• _What the task asks_: In the records below, pick out all lines containing the word "belt".

Photo-based referring expression data:
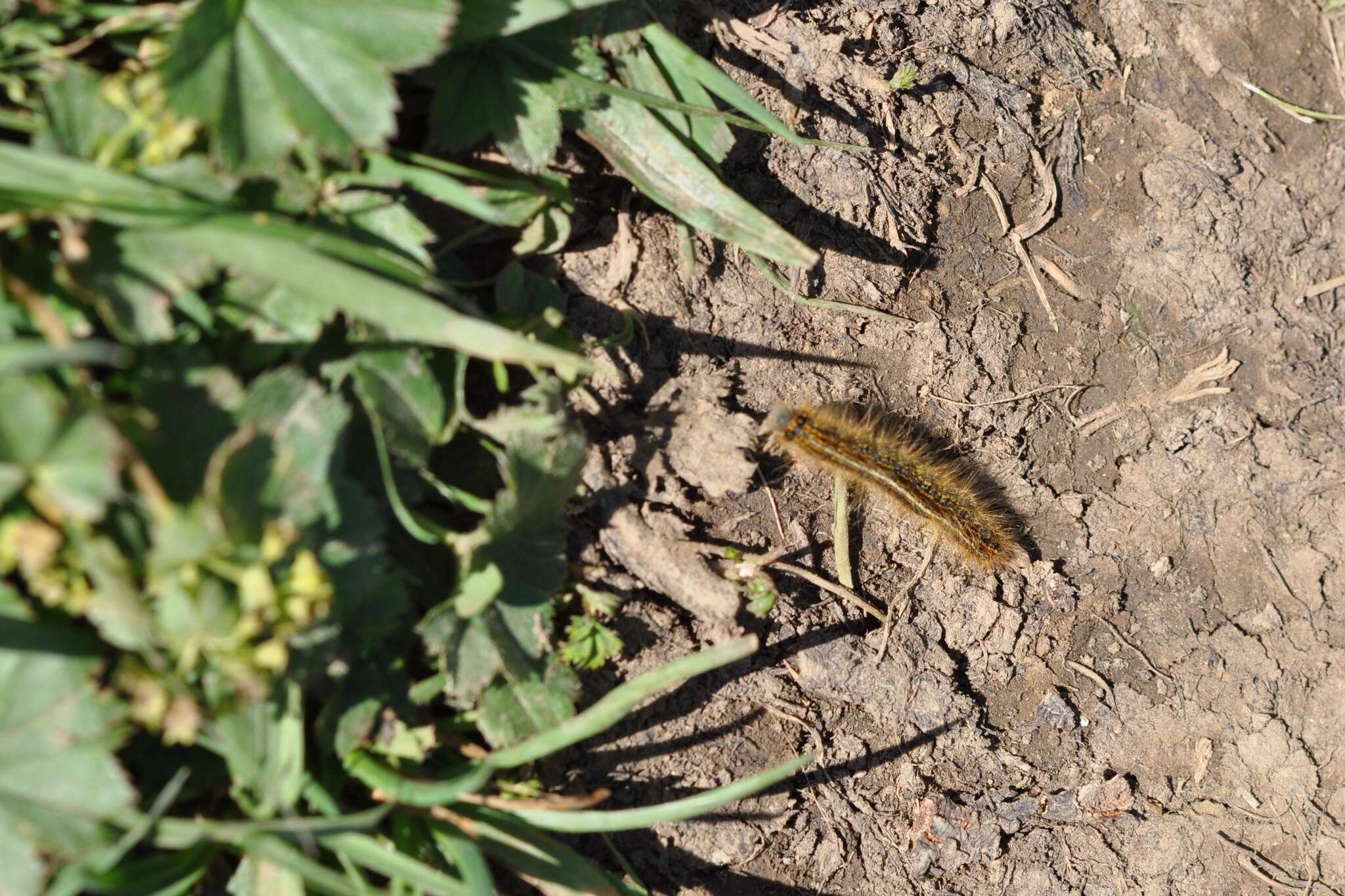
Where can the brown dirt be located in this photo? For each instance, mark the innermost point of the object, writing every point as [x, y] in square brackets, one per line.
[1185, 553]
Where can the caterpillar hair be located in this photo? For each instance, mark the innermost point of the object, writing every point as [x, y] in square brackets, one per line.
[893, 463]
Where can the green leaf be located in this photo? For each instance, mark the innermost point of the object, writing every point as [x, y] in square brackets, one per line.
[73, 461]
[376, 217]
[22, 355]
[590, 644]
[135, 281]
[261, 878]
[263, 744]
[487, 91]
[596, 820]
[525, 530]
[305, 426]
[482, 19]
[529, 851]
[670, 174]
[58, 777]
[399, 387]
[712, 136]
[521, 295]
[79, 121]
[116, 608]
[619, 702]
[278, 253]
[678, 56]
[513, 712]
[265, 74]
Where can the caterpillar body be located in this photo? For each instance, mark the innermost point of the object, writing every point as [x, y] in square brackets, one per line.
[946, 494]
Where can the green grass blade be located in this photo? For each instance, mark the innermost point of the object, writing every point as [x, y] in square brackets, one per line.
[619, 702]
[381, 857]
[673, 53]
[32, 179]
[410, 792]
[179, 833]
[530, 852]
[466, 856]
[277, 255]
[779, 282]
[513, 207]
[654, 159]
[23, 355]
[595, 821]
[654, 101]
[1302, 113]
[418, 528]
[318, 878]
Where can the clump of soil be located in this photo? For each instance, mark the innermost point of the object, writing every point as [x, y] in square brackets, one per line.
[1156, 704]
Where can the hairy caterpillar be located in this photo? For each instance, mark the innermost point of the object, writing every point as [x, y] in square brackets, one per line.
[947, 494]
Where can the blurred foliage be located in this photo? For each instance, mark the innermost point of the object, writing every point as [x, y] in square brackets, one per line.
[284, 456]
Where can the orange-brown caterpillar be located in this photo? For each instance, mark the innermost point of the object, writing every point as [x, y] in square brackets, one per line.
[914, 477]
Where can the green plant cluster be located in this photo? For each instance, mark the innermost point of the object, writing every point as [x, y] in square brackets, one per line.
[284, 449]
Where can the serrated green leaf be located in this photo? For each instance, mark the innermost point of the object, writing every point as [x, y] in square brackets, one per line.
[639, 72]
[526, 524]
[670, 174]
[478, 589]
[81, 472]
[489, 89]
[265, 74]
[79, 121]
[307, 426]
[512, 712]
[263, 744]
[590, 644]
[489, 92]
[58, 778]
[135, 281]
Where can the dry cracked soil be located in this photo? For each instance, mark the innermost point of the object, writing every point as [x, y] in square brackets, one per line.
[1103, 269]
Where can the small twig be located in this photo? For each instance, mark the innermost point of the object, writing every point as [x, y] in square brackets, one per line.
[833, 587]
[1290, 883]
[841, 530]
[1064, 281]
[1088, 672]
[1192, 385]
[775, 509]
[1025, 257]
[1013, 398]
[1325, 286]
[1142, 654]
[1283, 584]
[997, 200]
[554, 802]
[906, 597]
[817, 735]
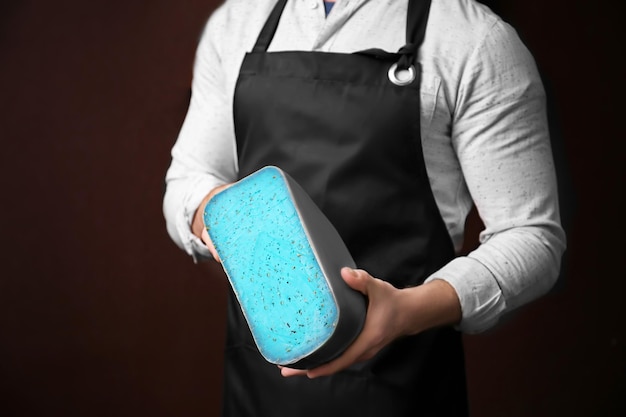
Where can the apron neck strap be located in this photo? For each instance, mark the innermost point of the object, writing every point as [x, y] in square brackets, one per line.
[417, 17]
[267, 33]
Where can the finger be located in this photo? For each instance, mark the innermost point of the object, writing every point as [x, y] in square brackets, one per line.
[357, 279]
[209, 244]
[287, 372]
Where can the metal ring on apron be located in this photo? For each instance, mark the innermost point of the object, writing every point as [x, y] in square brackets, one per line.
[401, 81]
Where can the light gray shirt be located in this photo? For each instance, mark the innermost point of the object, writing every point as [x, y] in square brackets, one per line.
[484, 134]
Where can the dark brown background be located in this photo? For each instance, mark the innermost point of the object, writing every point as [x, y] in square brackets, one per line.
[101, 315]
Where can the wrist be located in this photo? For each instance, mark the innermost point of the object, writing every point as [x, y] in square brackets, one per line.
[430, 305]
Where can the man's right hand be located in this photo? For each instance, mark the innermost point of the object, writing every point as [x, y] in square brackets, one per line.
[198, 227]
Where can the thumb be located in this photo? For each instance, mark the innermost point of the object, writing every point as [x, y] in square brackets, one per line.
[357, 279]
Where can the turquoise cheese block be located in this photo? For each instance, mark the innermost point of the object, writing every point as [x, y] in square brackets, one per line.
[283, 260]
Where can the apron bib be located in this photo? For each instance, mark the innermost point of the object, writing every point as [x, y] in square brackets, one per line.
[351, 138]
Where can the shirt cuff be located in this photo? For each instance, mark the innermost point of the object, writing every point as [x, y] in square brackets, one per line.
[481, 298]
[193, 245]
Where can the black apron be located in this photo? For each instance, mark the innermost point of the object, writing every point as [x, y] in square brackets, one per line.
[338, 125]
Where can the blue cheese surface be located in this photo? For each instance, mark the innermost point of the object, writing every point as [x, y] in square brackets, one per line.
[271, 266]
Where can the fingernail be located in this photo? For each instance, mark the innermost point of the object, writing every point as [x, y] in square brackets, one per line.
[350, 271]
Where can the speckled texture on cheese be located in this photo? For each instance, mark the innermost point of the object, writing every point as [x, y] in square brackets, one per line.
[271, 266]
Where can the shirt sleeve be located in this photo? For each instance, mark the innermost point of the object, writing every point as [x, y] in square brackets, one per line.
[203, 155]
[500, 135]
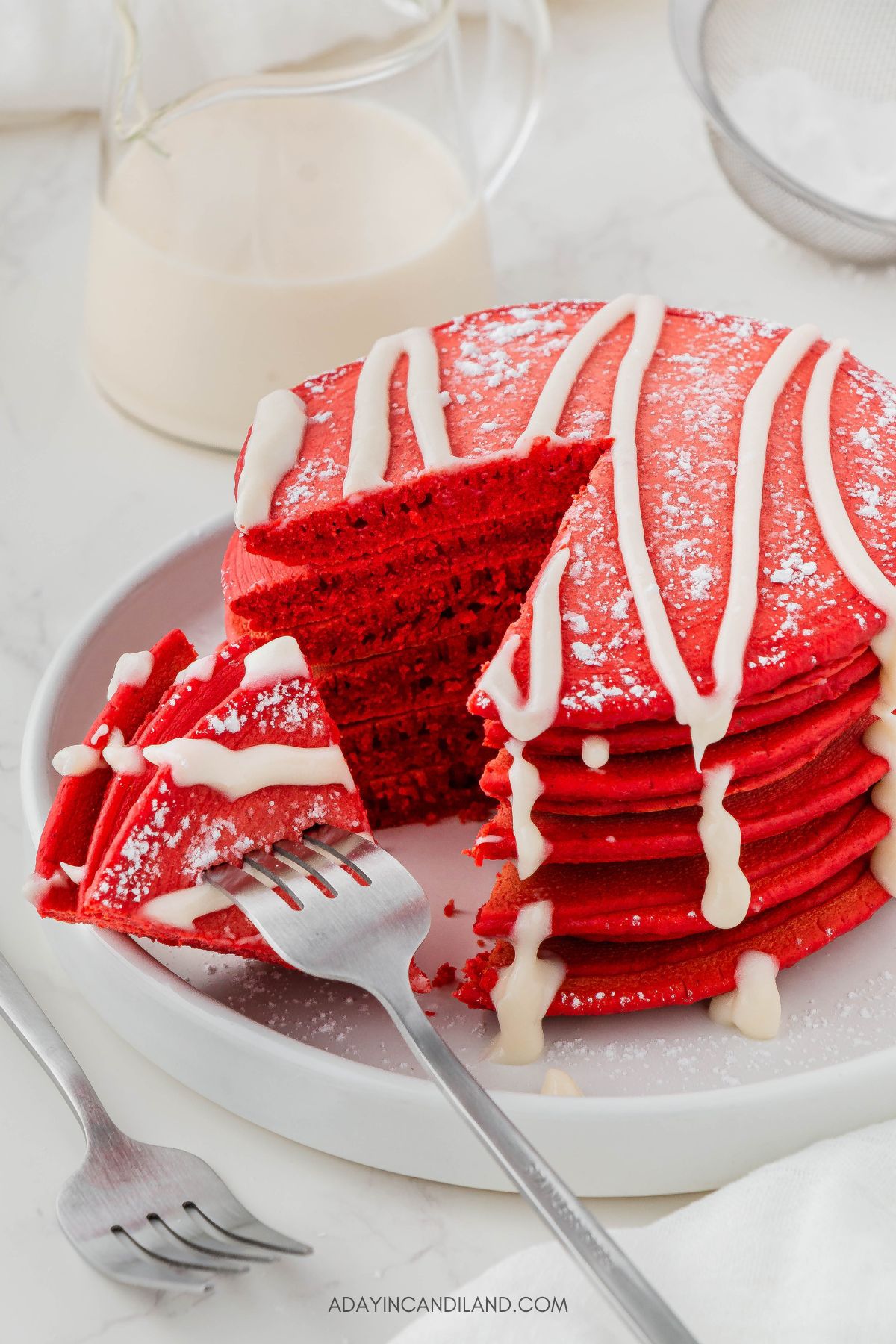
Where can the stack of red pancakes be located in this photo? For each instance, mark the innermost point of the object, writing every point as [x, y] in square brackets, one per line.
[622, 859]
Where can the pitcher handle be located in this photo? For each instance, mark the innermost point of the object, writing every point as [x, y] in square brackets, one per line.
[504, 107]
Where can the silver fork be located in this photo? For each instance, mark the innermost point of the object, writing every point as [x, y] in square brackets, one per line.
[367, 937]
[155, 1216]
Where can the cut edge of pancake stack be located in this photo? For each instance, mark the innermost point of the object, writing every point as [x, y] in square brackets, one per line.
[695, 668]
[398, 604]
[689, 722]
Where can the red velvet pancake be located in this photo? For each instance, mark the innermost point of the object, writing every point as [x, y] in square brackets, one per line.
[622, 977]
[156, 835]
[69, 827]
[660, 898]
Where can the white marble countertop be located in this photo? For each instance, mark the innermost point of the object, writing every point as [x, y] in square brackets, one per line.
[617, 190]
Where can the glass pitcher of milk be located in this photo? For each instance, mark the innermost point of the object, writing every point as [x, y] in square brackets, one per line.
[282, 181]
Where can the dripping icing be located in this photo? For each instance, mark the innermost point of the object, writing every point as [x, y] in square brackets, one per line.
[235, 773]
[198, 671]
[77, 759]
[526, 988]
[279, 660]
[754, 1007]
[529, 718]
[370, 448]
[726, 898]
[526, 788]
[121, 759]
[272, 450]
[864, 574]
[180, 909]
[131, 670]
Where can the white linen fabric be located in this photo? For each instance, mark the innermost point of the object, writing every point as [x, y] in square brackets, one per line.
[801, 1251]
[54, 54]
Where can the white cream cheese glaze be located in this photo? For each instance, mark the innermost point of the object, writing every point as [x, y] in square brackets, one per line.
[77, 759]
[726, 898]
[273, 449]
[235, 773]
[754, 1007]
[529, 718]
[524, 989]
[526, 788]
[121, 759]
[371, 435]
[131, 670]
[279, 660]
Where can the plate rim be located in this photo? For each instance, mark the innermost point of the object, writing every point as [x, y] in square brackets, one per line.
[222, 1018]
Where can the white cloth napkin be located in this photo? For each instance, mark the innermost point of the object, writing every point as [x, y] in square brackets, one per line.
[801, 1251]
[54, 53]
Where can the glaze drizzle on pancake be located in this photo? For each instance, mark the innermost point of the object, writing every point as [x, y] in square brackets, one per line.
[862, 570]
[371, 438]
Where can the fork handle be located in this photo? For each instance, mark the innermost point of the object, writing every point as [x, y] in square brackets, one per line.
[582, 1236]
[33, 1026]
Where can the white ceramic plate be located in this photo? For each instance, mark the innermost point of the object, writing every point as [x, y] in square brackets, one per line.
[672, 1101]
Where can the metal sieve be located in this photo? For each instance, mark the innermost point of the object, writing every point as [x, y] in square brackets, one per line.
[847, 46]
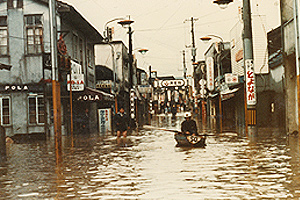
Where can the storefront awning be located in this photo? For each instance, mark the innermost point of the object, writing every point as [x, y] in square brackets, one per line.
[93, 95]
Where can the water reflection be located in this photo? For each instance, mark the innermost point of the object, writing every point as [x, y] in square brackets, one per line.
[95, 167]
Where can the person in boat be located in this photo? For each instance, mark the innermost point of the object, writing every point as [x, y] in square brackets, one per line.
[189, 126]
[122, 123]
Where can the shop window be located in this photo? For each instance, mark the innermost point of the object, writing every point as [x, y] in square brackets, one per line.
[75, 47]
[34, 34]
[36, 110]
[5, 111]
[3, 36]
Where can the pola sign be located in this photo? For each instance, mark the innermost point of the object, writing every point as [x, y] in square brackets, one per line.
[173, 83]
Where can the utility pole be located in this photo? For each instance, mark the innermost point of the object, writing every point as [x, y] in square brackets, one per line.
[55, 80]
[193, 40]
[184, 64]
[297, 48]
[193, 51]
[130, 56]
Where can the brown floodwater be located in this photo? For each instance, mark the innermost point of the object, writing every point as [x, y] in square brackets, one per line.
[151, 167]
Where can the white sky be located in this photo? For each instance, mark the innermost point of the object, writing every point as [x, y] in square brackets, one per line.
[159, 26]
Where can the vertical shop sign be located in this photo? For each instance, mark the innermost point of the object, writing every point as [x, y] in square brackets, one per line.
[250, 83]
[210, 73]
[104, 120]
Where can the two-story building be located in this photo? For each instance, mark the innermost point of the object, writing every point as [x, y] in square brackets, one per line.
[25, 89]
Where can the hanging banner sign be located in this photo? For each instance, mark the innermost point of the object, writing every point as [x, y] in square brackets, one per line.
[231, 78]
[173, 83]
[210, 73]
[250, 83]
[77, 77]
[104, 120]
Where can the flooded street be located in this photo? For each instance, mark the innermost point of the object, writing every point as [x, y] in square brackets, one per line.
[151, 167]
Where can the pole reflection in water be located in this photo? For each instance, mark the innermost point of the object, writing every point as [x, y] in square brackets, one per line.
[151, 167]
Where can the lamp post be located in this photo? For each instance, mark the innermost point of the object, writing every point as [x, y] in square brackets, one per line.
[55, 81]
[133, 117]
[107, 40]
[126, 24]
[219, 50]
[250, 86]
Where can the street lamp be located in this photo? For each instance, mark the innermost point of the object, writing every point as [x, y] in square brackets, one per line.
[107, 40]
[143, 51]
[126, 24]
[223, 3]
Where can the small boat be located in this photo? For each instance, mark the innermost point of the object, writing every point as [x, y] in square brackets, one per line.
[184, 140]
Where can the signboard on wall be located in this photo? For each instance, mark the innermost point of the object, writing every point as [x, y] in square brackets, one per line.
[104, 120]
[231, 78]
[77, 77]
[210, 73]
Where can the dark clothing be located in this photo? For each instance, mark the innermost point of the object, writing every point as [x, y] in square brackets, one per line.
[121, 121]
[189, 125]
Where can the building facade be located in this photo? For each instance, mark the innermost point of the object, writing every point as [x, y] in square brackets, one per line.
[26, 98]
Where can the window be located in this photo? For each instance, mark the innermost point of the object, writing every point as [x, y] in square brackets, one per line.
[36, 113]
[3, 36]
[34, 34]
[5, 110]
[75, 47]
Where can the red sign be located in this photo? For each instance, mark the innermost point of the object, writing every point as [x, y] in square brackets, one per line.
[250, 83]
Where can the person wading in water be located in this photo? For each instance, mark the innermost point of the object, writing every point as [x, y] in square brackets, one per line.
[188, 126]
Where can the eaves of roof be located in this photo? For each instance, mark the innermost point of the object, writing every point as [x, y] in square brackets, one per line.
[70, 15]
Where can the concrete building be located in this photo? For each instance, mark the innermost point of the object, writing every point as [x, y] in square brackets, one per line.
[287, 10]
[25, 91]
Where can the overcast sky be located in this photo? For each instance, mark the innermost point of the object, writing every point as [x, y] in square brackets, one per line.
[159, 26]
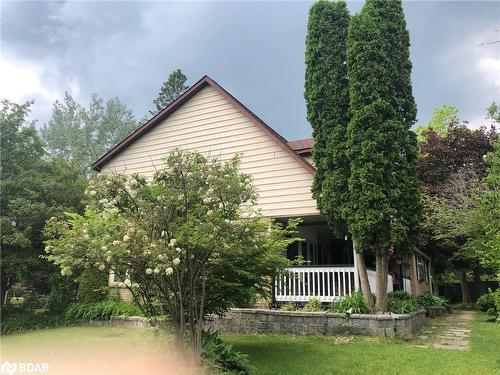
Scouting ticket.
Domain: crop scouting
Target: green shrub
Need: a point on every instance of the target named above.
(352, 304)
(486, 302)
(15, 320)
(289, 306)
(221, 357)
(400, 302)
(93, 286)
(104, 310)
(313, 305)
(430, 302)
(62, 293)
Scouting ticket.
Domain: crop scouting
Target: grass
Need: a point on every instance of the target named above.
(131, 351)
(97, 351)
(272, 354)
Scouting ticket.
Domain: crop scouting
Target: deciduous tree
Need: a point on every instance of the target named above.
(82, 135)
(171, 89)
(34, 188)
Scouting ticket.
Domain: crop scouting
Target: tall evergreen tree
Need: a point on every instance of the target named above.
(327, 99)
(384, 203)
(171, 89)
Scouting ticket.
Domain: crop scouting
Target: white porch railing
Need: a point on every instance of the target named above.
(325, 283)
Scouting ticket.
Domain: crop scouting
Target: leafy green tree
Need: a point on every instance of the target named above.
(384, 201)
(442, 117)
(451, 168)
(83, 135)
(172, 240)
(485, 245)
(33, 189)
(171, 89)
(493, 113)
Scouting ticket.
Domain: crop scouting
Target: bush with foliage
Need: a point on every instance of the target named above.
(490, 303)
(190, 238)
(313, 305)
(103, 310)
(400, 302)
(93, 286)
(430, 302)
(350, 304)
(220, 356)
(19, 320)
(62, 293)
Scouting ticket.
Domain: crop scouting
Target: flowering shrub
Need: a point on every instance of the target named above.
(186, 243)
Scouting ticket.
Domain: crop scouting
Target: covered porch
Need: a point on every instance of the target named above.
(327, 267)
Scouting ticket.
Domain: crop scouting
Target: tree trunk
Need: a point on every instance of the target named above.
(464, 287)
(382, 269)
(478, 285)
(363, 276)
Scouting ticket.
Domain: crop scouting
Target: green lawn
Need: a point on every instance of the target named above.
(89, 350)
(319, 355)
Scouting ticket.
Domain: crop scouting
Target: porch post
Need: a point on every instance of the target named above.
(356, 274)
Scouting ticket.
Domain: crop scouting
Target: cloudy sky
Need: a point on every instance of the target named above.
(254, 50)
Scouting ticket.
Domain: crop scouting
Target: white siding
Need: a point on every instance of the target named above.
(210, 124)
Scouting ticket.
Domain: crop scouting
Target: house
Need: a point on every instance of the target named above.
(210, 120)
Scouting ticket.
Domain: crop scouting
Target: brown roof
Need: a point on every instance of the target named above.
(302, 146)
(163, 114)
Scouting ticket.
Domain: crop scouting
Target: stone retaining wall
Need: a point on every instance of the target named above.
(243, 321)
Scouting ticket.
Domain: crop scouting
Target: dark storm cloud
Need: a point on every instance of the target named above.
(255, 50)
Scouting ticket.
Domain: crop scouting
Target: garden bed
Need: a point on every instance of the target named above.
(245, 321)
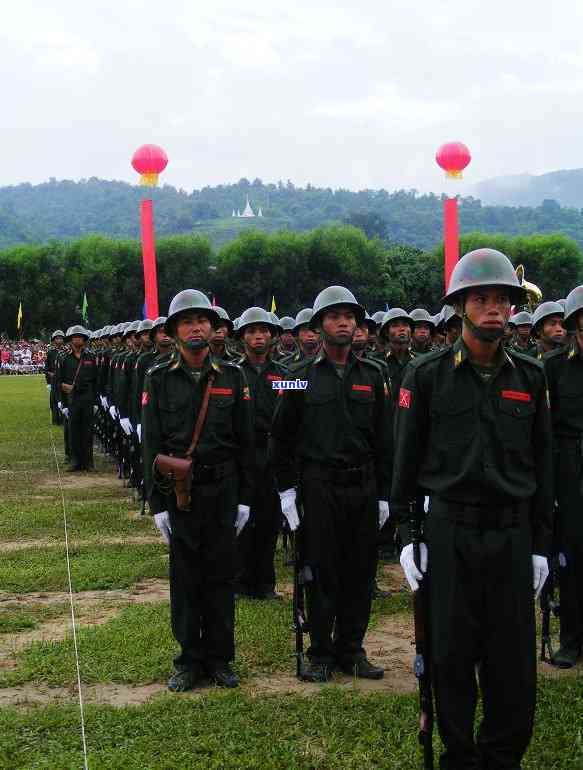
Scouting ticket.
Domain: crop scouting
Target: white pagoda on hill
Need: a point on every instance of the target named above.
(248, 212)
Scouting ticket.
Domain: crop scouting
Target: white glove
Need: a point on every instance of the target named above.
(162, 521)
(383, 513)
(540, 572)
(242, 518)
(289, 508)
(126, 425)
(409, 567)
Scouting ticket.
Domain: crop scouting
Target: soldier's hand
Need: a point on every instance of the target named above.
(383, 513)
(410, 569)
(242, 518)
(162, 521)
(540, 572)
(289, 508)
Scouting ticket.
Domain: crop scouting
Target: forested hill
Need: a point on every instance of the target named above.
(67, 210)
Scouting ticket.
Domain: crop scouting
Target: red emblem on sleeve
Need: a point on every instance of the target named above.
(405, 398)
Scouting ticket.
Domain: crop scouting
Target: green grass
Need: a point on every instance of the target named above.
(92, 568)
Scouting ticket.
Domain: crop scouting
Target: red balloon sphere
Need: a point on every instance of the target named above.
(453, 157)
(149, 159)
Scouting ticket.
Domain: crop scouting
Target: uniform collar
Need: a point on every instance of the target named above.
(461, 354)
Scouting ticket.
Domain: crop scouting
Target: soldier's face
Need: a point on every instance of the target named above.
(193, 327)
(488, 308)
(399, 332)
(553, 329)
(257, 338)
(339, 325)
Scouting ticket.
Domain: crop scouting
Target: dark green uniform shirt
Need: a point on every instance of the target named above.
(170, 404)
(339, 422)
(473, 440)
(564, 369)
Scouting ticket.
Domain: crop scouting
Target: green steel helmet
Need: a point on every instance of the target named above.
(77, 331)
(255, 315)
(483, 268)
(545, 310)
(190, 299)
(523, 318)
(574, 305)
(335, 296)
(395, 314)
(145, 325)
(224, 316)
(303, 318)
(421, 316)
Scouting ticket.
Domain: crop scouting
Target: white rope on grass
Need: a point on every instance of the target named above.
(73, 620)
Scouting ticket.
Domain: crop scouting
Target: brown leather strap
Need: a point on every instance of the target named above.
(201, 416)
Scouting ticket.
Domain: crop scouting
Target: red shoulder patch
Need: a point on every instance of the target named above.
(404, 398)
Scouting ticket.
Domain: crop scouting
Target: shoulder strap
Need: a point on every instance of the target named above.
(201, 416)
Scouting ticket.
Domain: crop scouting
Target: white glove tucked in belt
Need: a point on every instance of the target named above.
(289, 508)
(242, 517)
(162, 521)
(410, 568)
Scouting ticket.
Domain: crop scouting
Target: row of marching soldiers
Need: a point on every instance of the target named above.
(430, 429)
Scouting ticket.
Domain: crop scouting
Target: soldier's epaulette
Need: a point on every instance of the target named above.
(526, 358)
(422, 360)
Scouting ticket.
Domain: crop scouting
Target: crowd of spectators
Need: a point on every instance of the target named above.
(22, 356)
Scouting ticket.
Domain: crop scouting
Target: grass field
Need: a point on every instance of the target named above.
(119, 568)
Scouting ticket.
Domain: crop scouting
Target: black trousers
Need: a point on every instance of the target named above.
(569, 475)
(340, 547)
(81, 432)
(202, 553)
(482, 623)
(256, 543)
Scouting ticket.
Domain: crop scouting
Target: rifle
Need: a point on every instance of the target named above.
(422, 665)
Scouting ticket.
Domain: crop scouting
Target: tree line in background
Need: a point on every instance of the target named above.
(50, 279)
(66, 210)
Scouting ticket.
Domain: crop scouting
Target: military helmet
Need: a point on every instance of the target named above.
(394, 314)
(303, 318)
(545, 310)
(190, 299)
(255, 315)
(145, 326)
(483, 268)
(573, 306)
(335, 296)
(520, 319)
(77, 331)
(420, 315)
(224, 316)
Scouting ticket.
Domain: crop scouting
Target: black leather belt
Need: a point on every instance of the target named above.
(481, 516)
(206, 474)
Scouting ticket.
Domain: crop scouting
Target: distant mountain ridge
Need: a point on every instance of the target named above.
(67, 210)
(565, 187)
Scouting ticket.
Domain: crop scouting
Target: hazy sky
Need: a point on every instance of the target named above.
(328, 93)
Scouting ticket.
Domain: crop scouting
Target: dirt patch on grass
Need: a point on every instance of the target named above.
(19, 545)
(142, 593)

• _Result of the exercise_:
Target: white glove tucked in belt
Target: black leather belt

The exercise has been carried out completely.